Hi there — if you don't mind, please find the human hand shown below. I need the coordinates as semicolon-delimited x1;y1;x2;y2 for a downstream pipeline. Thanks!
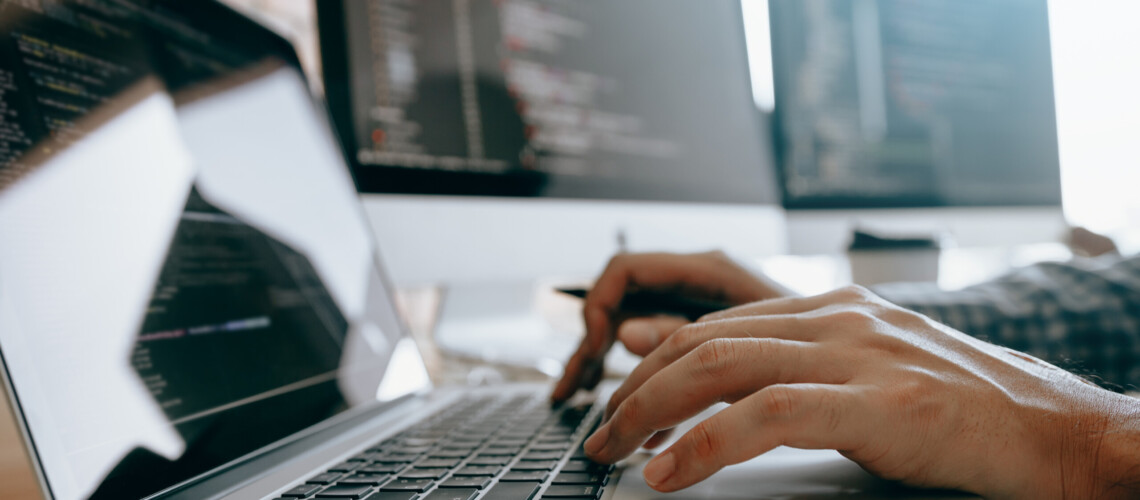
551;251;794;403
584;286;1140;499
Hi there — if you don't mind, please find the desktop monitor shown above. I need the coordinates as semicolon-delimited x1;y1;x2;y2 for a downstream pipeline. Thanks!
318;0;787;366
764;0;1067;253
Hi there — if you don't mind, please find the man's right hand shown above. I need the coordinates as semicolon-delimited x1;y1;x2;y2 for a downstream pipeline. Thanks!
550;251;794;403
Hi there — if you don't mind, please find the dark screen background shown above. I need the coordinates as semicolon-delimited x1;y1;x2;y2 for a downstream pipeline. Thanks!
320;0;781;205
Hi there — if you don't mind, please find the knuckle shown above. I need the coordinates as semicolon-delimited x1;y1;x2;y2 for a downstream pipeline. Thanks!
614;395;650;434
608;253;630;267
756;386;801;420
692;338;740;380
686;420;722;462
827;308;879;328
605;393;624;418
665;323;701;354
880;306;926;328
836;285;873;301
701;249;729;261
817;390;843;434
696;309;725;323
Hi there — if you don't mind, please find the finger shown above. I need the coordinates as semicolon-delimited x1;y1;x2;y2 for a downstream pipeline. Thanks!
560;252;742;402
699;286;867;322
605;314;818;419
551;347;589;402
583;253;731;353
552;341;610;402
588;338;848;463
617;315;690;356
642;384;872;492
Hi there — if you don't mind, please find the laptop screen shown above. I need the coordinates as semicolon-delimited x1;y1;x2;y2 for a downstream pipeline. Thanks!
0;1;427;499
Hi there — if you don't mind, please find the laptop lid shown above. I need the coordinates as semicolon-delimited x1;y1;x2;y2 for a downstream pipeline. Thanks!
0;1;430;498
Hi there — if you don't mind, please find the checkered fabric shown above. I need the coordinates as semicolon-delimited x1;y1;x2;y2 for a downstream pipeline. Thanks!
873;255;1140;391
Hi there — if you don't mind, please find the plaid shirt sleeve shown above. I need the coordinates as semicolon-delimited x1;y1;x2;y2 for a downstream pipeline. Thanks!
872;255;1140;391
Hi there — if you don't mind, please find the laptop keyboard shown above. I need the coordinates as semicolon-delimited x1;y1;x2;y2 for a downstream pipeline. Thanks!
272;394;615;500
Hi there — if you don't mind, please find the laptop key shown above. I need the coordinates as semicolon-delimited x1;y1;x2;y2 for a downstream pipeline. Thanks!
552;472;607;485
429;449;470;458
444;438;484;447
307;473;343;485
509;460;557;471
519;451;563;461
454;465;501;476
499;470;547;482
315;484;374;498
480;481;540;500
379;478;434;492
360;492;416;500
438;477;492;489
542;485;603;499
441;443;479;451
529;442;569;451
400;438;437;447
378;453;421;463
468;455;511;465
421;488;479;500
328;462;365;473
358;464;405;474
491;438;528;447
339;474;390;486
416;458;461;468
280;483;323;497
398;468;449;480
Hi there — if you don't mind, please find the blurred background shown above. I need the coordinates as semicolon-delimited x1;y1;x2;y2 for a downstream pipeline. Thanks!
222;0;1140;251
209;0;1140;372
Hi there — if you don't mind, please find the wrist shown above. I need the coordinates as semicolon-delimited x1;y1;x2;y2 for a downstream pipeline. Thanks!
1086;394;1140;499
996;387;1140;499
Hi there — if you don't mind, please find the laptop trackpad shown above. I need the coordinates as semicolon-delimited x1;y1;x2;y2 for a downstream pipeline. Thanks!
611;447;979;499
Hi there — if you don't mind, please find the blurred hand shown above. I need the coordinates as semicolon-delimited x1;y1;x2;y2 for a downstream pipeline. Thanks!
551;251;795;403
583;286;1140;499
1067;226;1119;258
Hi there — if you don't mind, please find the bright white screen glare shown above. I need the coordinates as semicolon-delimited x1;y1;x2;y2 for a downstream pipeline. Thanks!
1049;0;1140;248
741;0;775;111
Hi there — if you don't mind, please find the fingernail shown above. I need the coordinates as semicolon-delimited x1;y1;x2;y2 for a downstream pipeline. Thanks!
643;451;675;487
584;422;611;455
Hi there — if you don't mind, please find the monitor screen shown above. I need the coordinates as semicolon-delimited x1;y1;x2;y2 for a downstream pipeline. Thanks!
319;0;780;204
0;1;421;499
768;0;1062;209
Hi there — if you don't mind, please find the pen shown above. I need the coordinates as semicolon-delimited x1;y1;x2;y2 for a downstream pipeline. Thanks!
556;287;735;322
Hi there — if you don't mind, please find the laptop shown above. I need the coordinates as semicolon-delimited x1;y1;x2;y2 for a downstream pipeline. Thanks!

# # #

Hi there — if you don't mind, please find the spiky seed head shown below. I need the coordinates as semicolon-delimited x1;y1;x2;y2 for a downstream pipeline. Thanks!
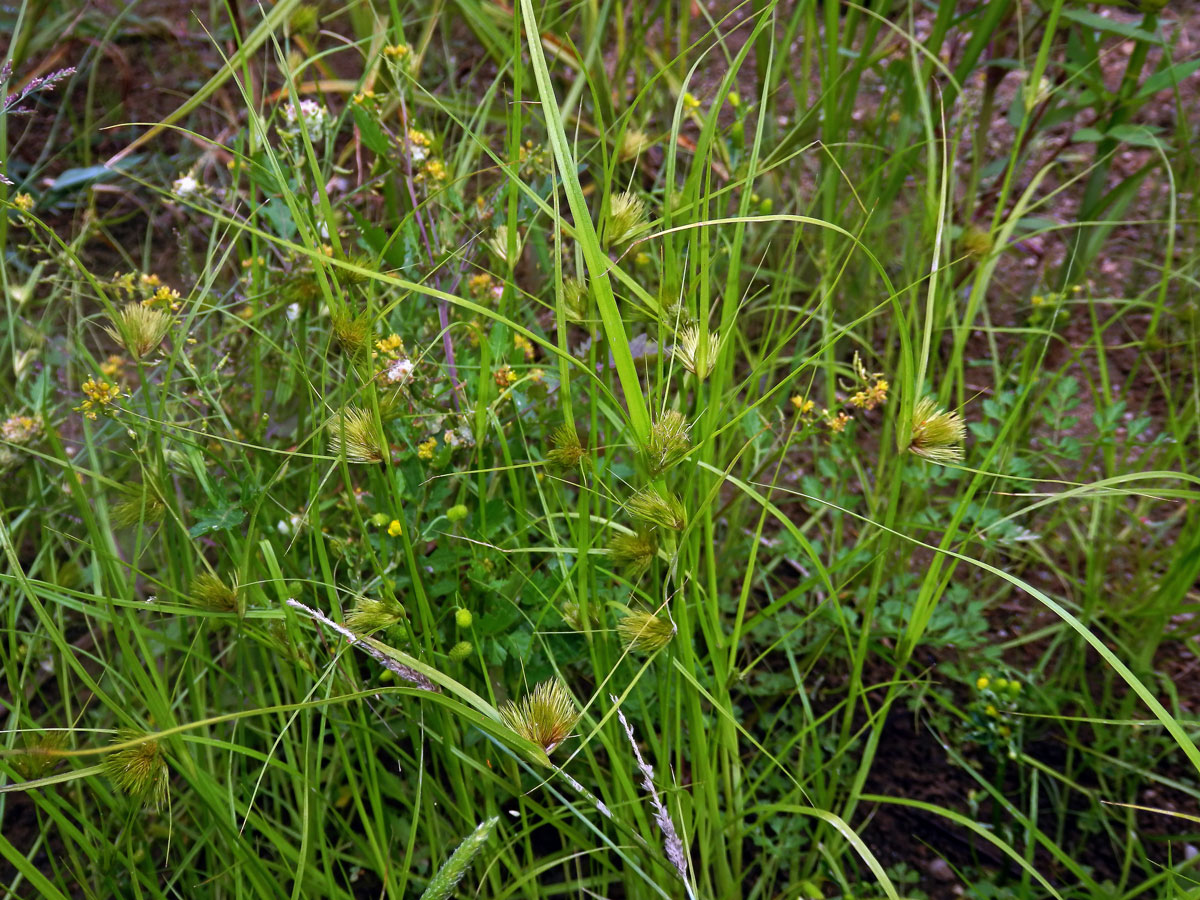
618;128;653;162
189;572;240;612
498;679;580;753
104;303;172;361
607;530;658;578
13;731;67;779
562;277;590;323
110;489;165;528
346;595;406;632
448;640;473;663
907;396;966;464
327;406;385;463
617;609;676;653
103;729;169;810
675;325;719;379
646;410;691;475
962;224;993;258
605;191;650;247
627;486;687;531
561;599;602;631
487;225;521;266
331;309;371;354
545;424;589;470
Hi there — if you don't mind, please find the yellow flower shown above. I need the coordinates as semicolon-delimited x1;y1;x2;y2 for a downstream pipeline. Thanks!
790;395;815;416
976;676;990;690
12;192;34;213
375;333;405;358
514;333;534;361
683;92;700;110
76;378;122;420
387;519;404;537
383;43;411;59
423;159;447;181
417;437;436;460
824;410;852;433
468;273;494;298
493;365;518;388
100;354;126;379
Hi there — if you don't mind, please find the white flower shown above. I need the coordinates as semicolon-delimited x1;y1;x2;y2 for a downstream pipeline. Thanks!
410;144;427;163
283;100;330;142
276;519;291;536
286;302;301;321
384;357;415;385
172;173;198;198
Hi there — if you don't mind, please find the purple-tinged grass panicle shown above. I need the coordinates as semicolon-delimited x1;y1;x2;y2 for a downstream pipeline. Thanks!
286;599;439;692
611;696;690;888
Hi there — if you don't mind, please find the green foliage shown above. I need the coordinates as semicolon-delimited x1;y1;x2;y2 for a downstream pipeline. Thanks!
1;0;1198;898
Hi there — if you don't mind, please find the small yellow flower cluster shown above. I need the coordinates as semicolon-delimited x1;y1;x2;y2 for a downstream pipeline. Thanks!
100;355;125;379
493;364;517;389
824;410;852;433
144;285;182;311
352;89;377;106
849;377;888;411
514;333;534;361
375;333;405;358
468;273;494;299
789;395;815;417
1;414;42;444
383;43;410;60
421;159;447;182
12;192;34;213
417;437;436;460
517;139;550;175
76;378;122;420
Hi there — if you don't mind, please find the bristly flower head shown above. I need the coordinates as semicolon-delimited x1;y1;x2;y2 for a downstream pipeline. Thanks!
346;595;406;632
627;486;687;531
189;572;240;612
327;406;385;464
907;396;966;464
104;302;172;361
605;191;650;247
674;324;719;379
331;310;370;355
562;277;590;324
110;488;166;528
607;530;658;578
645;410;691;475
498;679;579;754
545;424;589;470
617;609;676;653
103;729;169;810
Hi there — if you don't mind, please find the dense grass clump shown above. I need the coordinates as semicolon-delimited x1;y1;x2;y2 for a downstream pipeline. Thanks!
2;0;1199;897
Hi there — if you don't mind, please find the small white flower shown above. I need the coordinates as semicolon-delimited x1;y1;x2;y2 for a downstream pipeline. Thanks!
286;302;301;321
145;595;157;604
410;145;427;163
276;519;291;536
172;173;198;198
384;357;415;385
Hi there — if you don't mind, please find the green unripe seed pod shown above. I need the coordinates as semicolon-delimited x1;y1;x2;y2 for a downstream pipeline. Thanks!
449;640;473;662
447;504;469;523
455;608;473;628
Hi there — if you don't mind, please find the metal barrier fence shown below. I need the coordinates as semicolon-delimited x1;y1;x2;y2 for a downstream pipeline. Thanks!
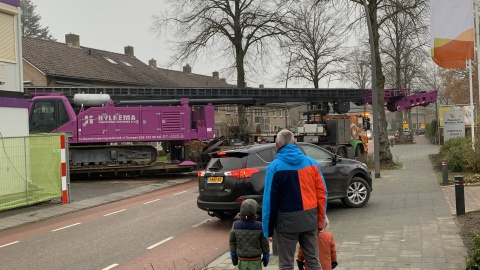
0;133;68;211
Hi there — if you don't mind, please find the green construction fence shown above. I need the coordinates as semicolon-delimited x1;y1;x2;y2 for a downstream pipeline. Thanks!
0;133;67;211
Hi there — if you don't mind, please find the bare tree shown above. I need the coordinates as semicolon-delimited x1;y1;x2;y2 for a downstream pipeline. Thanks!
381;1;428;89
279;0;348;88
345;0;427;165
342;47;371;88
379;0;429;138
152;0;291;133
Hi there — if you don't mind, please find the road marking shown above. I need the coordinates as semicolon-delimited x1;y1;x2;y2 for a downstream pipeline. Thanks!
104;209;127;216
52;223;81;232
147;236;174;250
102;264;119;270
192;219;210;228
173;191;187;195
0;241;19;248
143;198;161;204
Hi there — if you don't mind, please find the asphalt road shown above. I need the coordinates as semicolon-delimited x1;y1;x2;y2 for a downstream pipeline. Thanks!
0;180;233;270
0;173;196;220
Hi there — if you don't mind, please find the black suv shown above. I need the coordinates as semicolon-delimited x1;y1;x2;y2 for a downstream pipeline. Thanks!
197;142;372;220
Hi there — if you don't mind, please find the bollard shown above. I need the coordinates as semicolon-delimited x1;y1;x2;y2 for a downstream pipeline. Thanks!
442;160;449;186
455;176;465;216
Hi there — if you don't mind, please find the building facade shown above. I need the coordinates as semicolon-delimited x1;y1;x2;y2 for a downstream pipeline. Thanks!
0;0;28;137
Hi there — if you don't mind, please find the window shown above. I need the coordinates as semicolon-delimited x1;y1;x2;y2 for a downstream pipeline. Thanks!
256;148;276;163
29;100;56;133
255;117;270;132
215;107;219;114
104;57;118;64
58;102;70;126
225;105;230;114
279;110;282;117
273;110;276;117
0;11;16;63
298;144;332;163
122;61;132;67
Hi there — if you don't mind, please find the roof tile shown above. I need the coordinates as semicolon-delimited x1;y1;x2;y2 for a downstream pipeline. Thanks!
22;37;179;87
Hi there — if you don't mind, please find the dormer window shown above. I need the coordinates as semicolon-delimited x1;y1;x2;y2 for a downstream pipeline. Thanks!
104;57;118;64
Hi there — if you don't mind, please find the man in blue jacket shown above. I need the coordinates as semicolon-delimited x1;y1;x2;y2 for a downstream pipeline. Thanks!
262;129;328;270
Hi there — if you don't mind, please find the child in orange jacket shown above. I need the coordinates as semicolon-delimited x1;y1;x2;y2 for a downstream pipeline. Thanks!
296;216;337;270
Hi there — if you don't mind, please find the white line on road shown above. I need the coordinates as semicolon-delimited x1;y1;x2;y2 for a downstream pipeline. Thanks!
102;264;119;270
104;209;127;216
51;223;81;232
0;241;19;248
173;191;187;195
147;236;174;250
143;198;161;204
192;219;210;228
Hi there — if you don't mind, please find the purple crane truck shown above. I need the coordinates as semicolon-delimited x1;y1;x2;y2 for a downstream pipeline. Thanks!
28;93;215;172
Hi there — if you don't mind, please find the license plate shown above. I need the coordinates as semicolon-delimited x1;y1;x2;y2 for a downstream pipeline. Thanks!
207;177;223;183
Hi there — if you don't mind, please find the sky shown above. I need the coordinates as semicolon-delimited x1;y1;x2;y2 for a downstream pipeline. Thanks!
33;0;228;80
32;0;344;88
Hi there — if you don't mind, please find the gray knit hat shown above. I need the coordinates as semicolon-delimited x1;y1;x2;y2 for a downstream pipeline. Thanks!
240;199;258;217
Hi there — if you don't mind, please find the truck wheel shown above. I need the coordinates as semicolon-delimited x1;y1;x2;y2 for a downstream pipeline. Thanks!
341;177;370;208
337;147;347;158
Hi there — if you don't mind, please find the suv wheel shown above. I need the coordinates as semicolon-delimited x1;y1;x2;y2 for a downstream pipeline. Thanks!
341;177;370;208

# # #

-- YOUR OBJECTIVE --
All lines in the listing above from the line containing "Hi there — if you don't mind, please find the pen" to the line containing "the laptop shown", inclusive, should be retyped exactly; no other lines should appear.

-- FINAL ANSWER --
Hi there — if you don't mind, please find the pen shown above. I need the coordinates as semicolon-delimited x1;y1;x2;y2 for a downstream pipeline. Thanks!
556;287;735;322
Hi there — if you don't mind, please find the laptop shown above. I need the coordinates as semicolon-delimited x1;y1;x2;y2 for a downstream pipeline. Thanks!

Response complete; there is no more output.